Work item A. Rewrite the paragraph of the page text beginning "Since 2015, the world has seen" as a bulleted list, keeping its main facts.
Work item B. Summarize the page text in two sentences.

As this doomed nation’s luck would have it, wildfires now encircle the spot of the 1986 nuclear disaster and have caused local radiation levels to spike sixteen times higher than usual.

We wish the Ukrainians well, but we have our own problems and regret to inform them that we can’t help.

TRUMP ADMINISTRATION LABELS “RUSSIAN WHITE SUPREMACIST GROUP AS TERRORIST ORGANIZATION
Despite the fact that Donald Trump has never once addressed white people as a group and has consistently grabbed his ankles to condemn “Nazis” and “racists” and “white supremacists,” his detractors insist that he is a Ginger Hitler who makes shameless appeals to skinheads in broad daylight.

Last Monday, for the first time in US history, the State Department designated a “white supremacist” group as a “Specially Designated Global Terrorist” organization:

Since 2015, the world has seen a surge in white supremacist terrorism.  Last month was the first anniversary of the horrific terrorist attack on two mosques in Christchurch, New Zealand.  The United States is not immune to this threat.  We’ve seen attacks targeting people because of their race or religion in places like Pittsburgh, Poway, and El Paso.

[Text-to-region grounding data]
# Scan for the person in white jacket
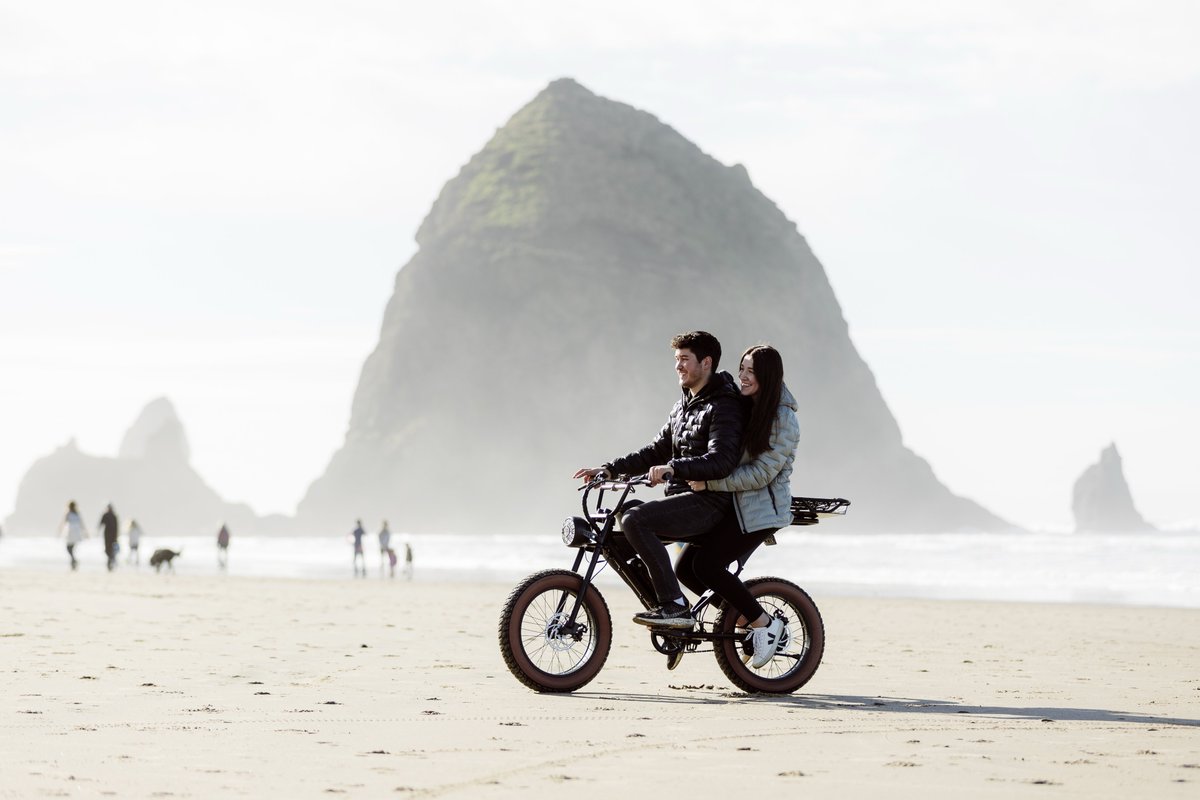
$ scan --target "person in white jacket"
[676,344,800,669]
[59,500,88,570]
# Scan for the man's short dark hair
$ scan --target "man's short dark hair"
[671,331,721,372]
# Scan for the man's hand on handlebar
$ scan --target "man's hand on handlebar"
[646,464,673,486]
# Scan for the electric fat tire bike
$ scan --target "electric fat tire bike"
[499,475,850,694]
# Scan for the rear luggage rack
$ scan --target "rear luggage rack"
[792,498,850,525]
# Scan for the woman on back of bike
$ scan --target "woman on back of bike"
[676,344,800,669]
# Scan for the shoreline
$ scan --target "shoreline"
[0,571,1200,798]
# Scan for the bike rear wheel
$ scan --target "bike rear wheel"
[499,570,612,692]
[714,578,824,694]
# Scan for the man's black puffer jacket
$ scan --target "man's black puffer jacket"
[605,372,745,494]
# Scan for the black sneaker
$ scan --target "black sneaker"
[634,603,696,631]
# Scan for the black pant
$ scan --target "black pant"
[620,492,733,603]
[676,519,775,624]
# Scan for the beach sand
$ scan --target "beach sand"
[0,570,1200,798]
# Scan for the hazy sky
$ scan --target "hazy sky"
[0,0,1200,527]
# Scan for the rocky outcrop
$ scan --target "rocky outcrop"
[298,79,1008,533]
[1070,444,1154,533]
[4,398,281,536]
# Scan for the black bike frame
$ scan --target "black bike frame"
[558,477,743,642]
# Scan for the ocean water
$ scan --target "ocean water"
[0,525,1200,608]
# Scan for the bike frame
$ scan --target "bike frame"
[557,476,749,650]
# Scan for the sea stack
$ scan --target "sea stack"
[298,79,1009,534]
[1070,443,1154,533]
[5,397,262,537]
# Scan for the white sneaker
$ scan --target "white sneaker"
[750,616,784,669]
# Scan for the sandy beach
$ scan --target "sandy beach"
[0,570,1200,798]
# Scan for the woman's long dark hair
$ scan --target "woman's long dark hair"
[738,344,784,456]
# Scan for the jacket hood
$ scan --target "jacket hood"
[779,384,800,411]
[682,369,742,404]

Response box A.
- White supremacist terrorism has surged worldwide since 2015.
- The previous month marked the first anniversary of the terrorist attack on two mosques in Christchurch, New Zealand.
- The United States is not immune to this threat.
- Attacks have targeted people because of their race or religion in Pittsburgh, Poway, and El Paso.

Response box B. The page text reports that wildfires encircling the site of the 1986 nuclear disaster have driven local radiation levels to sixteen times higher than usual, and states that the writers cannot help the Ukrainians. It then reports that, for the first time in US history, the State Department designated a "white supremacist" group as a "Specially Designated Global Terrorist" organization, quoting a statement that white supremacist terrorism has surged worldwide since 2015.